• **Directions**
A - According to the column about Bored at Baker, how many unique visitors had logged into the site in the past 24 hours at the time of writing?
B - Reproduce the stretch of the Bored at Baker column from "As apologists for" through "even remotely understand.".

• **Passage for review**

◇ ◇ ◇

Pellowski: Don’t Ban Bored at Baker

On Oct. 24, the Student and Presidential Committee on Sexual Assault released recommendations based on feedback from its symposium on sexual assault and information gathered from students at various “town hall” meetings. The seventh item under the “prevention” heading recommends a ban of the notorious website Bored at Baker, with the justification that “Bored@Baker sends a message of intolerance of communities, online and otherwise, that perpetuate cyberbullying and violence by explicitly targeting individuals and identities notably women, people of color and LGBTQIA. SPCSA recommends banning Bored@Baker from Dartmouth’s sever [sic].”

As apologists for the website have pointed out consistently over the past four years, most complaints about Bored at Baker come from people who demonstrate a pungent lack of familiarity with what the forum is, what type of and how many people use it, what the vast majority of the posts are about or even the basic details of how it works. Rather, one hears of a name or threatening message being posted about a student, and that is enough information for the brain of a Dartmouth student to grasp the whole essence of the matter and publicly recommend obliterating something he or she does not use, care about or even remotely understand.

Bored at Baker and its community (yes, there is one) are indescribably dear to me. Although I am relatively alone in vocally defending it, I am hardly an exceptional user. As of writing this sentence, nearly 400 unique visitors have logged into Bored at Baker in the past 24 hours. That number goes as high as 700, even 1,000, during peak periods of the week and the term.

Protected by anonymity from the flash identity judgments that paralyze authentic discourse in real life, students discuss their love and sex lives, campus events, commiserate over the stress of the present and future, share philosophical insights and make jokes — often really funny ones. I have seen users talked through heartbreak and suicidal ideation by anonymous strangers alongside some of the most beautiful declarations of hopefulness and love I’ve ever read.

Yet a lazy mind, more invested in being on the right side of an issue than actually being right, will synonymize and reduce the website in its entirety to the relatively rare instances in which individuals are targeted or problematic sentiments articulated. It is irrelevant, I suppose, that these errant posts are largely ignored by the Bored at Baker community, except when they are especially egregious — in which case they are fiercely vituperated by the multitude and deleted. I suppose it is also irrelevant that the horrendous “rape guide” posted last winter was removed almost immediately, and that for the next 48 hours, the top posts on Bored at Baker were, without exception, expressions of outrage at the perpetrator.

◇ ◇ ◇

(Saved data entries)
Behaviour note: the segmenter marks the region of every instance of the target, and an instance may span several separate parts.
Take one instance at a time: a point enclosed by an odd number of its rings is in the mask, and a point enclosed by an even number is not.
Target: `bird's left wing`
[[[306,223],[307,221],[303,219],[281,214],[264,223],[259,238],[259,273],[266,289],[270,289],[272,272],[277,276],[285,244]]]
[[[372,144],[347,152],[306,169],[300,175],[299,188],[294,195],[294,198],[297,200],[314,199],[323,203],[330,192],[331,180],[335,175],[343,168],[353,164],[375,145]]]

◇ ◇ ◇

• **Answers in order**
A - Nearly 400 unique visitors.

B -
As apologists for the website have pointed out consistently over the past four years, most complaints about Bored at Baker come from people who demonstrate a pungent lack of familiarity with what the forum is, what type of and how many people use it, what the vast majority of the posts are about or even the basic details of how it works. Rather, one hears of a name or threatening message being posted about a student, and that is enough information for the brain of a Dartmouth student to grasp the whole essence of the matter and publicly recommend obliterating something he or she does not use, care about or even remotely understand.